THURSDAY, FEBRUARY 24, 1916.

UNITED STATES SENATE,

SUBCOMMITTEE ON AGRICULTURE AND FORESTRY,

Washington, D. C. The subcommittee met at 10.45 o'clock a. m., Senator Ransdell presiding.

Present: Senator Ransdell (chairman) and Senator Gronna.

The CHAIRMAN. The committee will please come to order. Mr. Wexler was on the stand and Mr. Fisher was cross-examining him when we adjourned.

Mr. SPENCER. Before the committee commences may I make a suggestion in reference to the facts that have come to our attention and which I think the committee ought to know at this time in order that it may take whatever action it may deem proper. We, of course, take it that the committee wants to get all the information possible relative to the sisal industry and relative to the binder twine situation.

The CHAIRMAN. That is the disposition of the committee, I assure

you.

* _WRITTEN INSTRUCTION A_:
Answer these questions from the Senate hearing transcript:
(i) Which senator presided over the subcommittee?
(ii) At what time did the subcommittee meet?
(iii) Who was cross-examining Mr. Wexler when the committee adjourned?

* _RECORDS FOR PROCESSING_:
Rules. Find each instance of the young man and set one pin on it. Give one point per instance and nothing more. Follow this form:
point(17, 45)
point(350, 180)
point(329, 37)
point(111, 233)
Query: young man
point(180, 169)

* _WRITTEN INSTRUCTION B_: Format every line of the records above as a JSON list of strings, with one string per line and blank lines omitted.

* _EXERCISE OUTPUT A_:
(i) Senator Ransdell
(ii) 10.45 o'clock a.m.
(iii) Mr. Fisher

* _EXERCISE OUTPUT B_:
[
  "Rules. Find each instance of the young man and set one pin on it. Give one point per instance and nothing more. Follow this form:",
  "point(17, 45)",
  "point(350, 180)",
  "point(329, 37)",
  "point(111, 233)",
  "Query: young man",
  "point(180, 169)"
]